(Exercise directions)
In the data below, reproduce verbatim every line from the one containing "the dormer gable?" through the one containing "99 86 L 148", with both of those lines included.

━━━━━ Data in this exercise ━━━━━

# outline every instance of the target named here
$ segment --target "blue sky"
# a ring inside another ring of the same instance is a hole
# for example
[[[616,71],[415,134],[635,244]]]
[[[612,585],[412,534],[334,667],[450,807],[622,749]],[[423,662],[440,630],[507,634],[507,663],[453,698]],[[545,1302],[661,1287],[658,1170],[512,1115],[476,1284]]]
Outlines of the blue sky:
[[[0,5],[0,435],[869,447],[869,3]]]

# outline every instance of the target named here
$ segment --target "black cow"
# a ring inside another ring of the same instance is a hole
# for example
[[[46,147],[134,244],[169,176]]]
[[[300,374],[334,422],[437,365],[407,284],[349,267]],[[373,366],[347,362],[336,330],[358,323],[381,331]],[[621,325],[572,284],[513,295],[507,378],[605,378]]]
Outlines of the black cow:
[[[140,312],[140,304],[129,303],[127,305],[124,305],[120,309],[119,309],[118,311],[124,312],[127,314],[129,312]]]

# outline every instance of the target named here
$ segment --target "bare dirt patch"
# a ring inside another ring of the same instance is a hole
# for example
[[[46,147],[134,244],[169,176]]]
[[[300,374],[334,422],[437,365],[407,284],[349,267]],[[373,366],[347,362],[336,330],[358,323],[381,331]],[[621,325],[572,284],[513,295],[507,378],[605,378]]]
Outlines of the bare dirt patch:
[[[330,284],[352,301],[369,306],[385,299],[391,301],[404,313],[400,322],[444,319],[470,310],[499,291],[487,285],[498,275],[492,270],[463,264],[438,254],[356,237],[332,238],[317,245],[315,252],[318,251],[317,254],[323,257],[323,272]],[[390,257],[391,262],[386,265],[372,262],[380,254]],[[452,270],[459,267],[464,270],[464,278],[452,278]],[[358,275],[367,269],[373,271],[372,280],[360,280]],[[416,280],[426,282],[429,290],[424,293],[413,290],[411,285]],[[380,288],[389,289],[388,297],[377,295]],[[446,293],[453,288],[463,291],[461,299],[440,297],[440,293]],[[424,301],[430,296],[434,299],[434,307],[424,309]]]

━━━━━
━━━━━ Data in this exercise ━━━━━

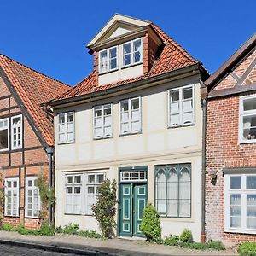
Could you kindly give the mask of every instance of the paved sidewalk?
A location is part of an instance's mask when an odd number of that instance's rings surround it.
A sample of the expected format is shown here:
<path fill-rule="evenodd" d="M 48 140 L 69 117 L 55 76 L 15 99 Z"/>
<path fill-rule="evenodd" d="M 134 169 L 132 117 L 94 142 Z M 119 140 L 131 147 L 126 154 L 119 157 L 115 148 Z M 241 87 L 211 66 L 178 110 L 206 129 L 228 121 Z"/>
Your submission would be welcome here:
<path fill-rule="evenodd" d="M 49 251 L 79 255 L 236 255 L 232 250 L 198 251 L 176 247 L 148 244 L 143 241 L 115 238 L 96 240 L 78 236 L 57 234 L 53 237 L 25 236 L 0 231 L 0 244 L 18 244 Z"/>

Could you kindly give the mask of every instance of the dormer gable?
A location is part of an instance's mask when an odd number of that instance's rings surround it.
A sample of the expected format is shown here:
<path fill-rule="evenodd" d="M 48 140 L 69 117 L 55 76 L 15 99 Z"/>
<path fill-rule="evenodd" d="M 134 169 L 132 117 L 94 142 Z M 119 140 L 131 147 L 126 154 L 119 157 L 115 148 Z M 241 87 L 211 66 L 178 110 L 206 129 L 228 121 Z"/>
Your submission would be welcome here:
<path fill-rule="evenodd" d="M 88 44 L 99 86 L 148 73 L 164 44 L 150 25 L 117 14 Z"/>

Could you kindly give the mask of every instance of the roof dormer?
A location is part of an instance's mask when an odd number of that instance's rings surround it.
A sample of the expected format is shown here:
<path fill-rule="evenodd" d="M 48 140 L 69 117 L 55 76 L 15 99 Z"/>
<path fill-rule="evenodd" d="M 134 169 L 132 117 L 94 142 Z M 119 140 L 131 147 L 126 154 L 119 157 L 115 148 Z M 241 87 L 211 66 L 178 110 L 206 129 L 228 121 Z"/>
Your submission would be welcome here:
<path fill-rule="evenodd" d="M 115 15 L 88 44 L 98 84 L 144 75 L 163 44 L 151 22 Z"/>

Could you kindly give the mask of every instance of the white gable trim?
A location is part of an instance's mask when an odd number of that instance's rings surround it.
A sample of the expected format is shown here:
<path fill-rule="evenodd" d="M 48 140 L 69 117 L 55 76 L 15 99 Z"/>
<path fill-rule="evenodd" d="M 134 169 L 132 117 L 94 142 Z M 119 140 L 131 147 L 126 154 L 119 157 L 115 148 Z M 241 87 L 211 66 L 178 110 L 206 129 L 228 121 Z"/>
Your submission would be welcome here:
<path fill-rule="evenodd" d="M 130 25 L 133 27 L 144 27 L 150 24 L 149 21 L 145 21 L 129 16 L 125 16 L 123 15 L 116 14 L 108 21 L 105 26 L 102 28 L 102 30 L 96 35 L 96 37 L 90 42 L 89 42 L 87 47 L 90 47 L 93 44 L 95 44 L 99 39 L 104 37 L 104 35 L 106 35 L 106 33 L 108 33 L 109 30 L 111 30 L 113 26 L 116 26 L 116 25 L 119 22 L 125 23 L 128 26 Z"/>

━━━━━

(Correct response)
Could you kindly give the mask of every instance of the dormer gable?
A location is part of an instance's mask when an odd number of that instance's rings surround it.
A sample of the expected format is shown here:
<path fill-rule="evenodd" d="M 48 140 L 69 117 L 55 76 L 15 99 Z"/>
<path fill-rule="evenodd" d="M 134 169 L 132 117 L 94 142 Z M 119 140 L 131 147 L 126 154 L 119 157 L 115 148 Z M 241 87 L 211 66 L 178 110 L 206 129 L 228 121 Z"/>
Your submission would be welcome here:
<path fill-rule="evenodd" d="M 88 44 L 99 86 L 148 73 L 164 44 L 150 25 L 117 14 Z"/>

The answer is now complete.